(Task objective) An exact transcript of every entry is required, without any of the pictures.

(Records provided)
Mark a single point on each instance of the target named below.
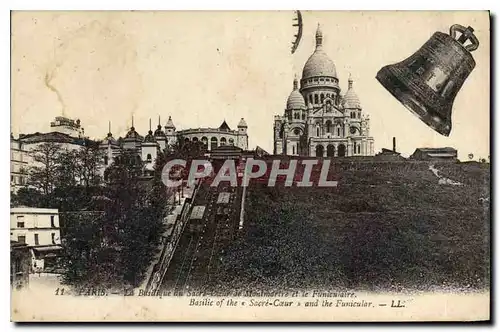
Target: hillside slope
(389, 226)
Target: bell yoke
(427, 82)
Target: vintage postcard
(250, 166)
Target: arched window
(204, 140)
(330, 150)
(319, 151)
(213, 143)
(341, 151)
(328, 126)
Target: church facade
(318, 120)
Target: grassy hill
(387, 226)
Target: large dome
(295, 100)
(319, 64)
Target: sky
(205, 67)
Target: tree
(134, 216)
(42, 175)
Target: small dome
(295, 100)
(242, 123)
(149, 137)
(170, 124)
(109, 139)
(132, 133)
(351, 99)
(224, 126)
(159, 132)
(319, 63)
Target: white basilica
(318, 121)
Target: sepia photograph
(250, 166)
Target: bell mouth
(413, 102)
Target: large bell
(427, 82)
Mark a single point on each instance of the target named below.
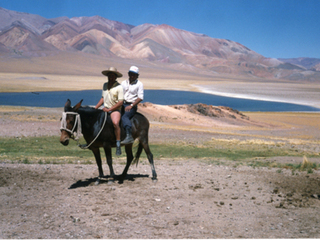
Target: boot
(118, 150)
(129, 139)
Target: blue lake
(163, 97)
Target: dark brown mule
(98, 132)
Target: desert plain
(193, 198)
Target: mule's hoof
(97, 182)
(110, 182)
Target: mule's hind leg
(107, 150)
(146, 148)
(128, 148)
(97, 156)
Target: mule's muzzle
(65, 142)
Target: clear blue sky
(273, 28)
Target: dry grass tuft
(306, 164)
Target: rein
(78, 120)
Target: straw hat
(111, 70)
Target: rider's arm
(99, 103)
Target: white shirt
(132, 91)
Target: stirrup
(128, 140)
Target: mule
(98, 131)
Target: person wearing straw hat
(112, 100)
(133, 95)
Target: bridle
(78, 122)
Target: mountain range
(24, 35)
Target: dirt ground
(191, 199)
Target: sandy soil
(192, 198)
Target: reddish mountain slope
(31, 35)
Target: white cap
(134, 69)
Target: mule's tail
(137, 156)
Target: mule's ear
(76, 107)
(68, 104)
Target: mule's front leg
(108, 153)
(96, 153)
(129, 161)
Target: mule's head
(68, 122)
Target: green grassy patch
(44, 150)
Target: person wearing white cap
(112, 99)
(133, 94)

(Exercise solution)
Mark a single point on each instance of the target named below.
Target: hillside slope
(389, 226)
Target: bell yoke
(427, 82)
Target: vintage postcard
(250, 166)
Target: arched window
(204, 140)
(330, 150)
(319, 151)
(213, 143)
(341, 151)
(328, 126)
Target: church facade
(318, 120)
Target: grassy hill
(387, 226)
Target: large dome
(295, 100)
(319, 64)
Target: sky
(205, 67)
Target: tree
(134, 216)
(42, 175)
Target: small dome
(295, 100)
(242, 123)
(149, 137)
(170, 124)
(109, 139)
(132, 133)
(351, 99)
(224, 126)
(159, 132)
(319, 63)
Target: white basilica
(318, 121)
Target: sepia photograph
(250, 166)
Target: bell mouth
(413, 102)
Target: large bell
(427, 82)
Mark a single point on each instance of the target named below.
Target: boot
(118, 150)
(129, 139)
Target: blue lake
(163, 97)
Target: dark brown mule
(98, 132)
Target: desert plain
(193, 198)
Target: mule's hoof
(97, 182)
(110, 182)
Target: mule's hind leg
(107, 150)
(146, 148)
(128, 148)
(97, 156)
Target: mule's muzzle
(65, 142)
Target: clear blue sky
(273, 28)
Target: dry grass tuft
(306, 164)
Target: rein
(78, 120)
Target: straw hat
(111, 70)
Target: rider's arm
(99, 103)
Target: white shirt
(132, 91)
Target: stirrup
(128, 140)
Target: mule
(98, 131)
Target: person wearing straw hat
(112, 100)
(133, 95)
Target: bridle
(78, 122)
Target: mountain range
(24, 35)
Target: dirt ground
(191, 199)
Target: sandy soil
(192, 198)
Target: reddish mountain slope
(31, 35)
Target: white cap
(134, 69)
Target: mule's tail
(137, 156)
Target: mule's ear
(76, 107)
(68, 104)
Target: mule's front leg
(108, 153)
(96, 153)
(129, 161)
Target: mule's head
(68, 122)
Target: green grassy patch
(44, 150)
Target: person wearing white cap
(112, 99)
(133, 94)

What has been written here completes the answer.